• [PASSAGE FOR REVIEW]
Take a Mindful Moment to Remember What Matters
Lydia Millet's book "We Loved It All" gives a nod to memory, history, and a greener future
Lydia Millet is an acclaimed novelist, the author of more than a dozen books, but like many writers, she still holds a day job—in her case, as a staffer at the Center for Biological Diversity. In her first nonfiction book, We Loved It All: A Memory of Life (Norton, 2024), Millet welds a novelist's lyricism to an activist's passion to create a genre-bending work packed with wisdom. We Loved It All is one part personal history to two parts meditation as the author blends recollections of family, friends, and lovers with musings about humans' often murderous behavior toward other species.

• [QUESTIONS]
**A.** Translate this sentence from the passage about Lydia Millet's book into Spanish: "In her first nonfiction book, We Loved It All: A Memory of Life (Norton, 2024), Millet welds a novelist's lyricism to an activist's passion to create a genre-bending work packed with wisdom."
**B.** Write the next few sentences of the passage about Lydia Millet's book, picking up after its final sentence.
The listing that comes next is separate material and is not part of the passage about Lydia Millet's book.

• [DATA]

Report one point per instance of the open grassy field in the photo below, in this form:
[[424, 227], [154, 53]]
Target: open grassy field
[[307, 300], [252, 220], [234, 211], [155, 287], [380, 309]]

• [PER-TASK ANSWERS]
**A.** En su primer libro de no ficción, We Loved It All: A Memory of Life (Norton, 2024), Millet une el lirismo de una novelista a la pasión de una activista para crear una obra que desafía los géneros y rebosa sabiduría.

**B.**
An anecdote about the challenges of raising mindful children in the age of ever-present screens leads to a disquisition on the legacy of the Romantic-era geographer and naturalist Alexander von Humboldt and his "holistic and rhapsodic view of nature." A memory about her father, an Egyptologist, spills into a rumination about the power of visual media, the tug of religion, and how "graven images" shape our view of the world. Millet puts her heart on the page, but most of the time her prose is wry, sardonic. "Climate doomsaying," she writes, "can feel like a psy-ops of despair." At one point, she quips, "Like Victorian children, the plants are seen but not heard."
As the shards of memory and associations ricochet off one another, Millet's larger point becomes clear: We are nothing more than the sum of our relationships, to one another and to the other living beings with whom we share the planet.